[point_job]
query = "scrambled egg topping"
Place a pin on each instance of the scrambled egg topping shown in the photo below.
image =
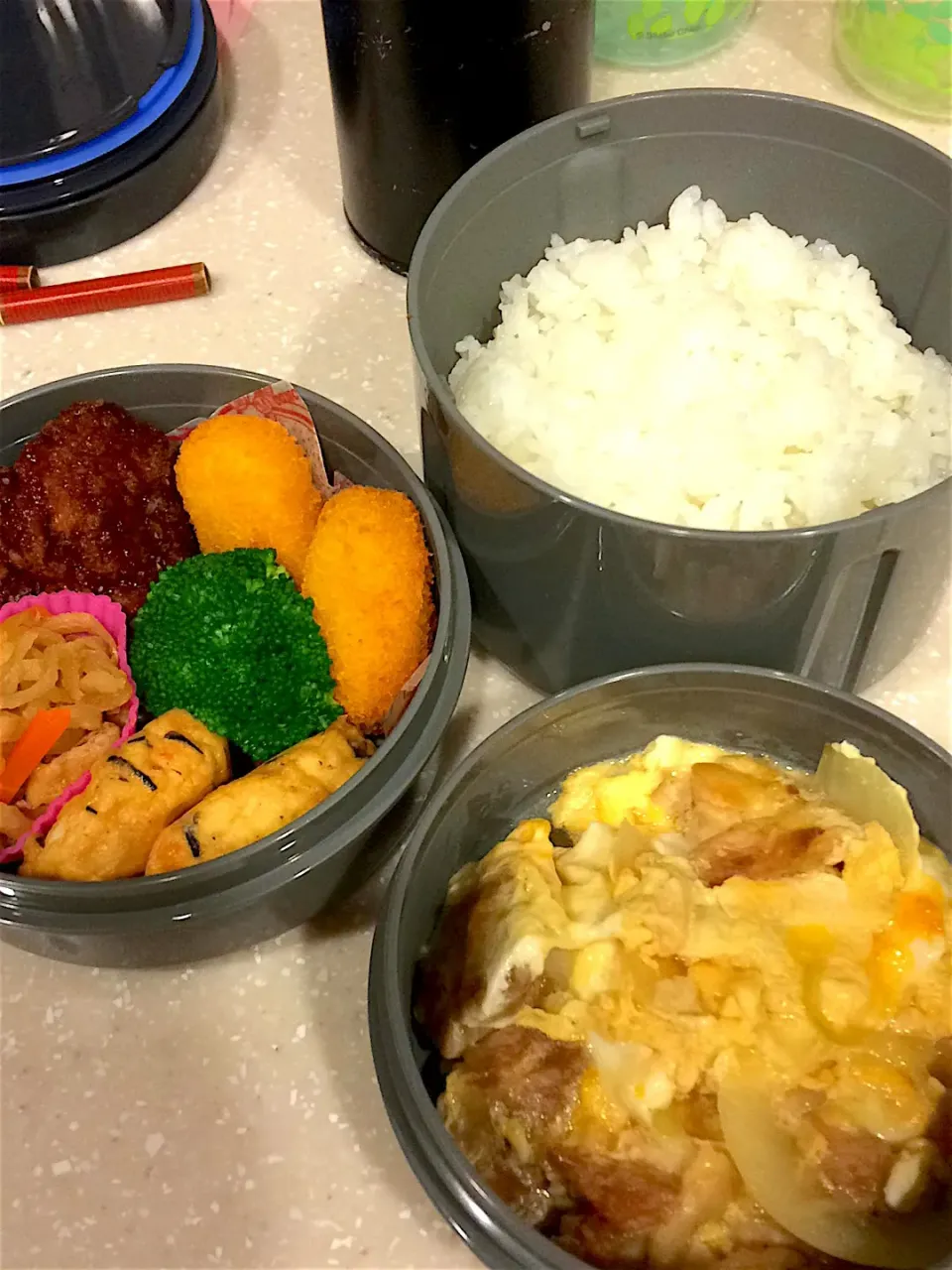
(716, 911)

* * *

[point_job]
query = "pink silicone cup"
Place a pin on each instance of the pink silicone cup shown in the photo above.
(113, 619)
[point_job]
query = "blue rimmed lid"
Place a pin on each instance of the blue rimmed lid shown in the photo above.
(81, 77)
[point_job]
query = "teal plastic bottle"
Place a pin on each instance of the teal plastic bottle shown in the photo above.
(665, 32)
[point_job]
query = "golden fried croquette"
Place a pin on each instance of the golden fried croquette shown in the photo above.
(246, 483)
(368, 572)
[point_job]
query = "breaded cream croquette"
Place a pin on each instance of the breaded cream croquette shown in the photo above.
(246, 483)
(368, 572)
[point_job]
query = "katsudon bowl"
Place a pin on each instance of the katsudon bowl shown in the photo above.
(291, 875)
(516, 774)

* * *

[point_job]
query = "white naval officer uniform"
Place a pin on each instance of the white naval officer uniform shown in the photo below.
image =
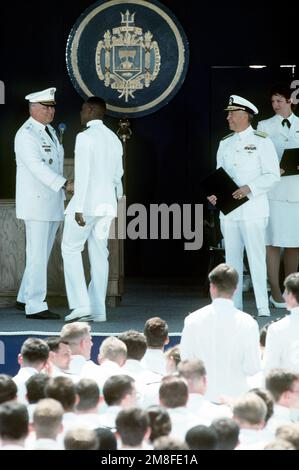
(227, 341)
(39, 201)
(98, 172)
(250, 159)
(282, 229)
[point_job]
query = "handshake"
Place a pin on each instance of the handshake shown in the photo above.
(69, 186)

* Exercise prompt
Quote each line of the listing above that contains the string "croquette". Case counts.

* Output
query = "golden fried croquette"
Place a pin on each instance of the golden fried croquette shown in the photo above.
query = "breaded cream croquette"
Place a pin on each instance of the breaded cream croquette shown in the photo above.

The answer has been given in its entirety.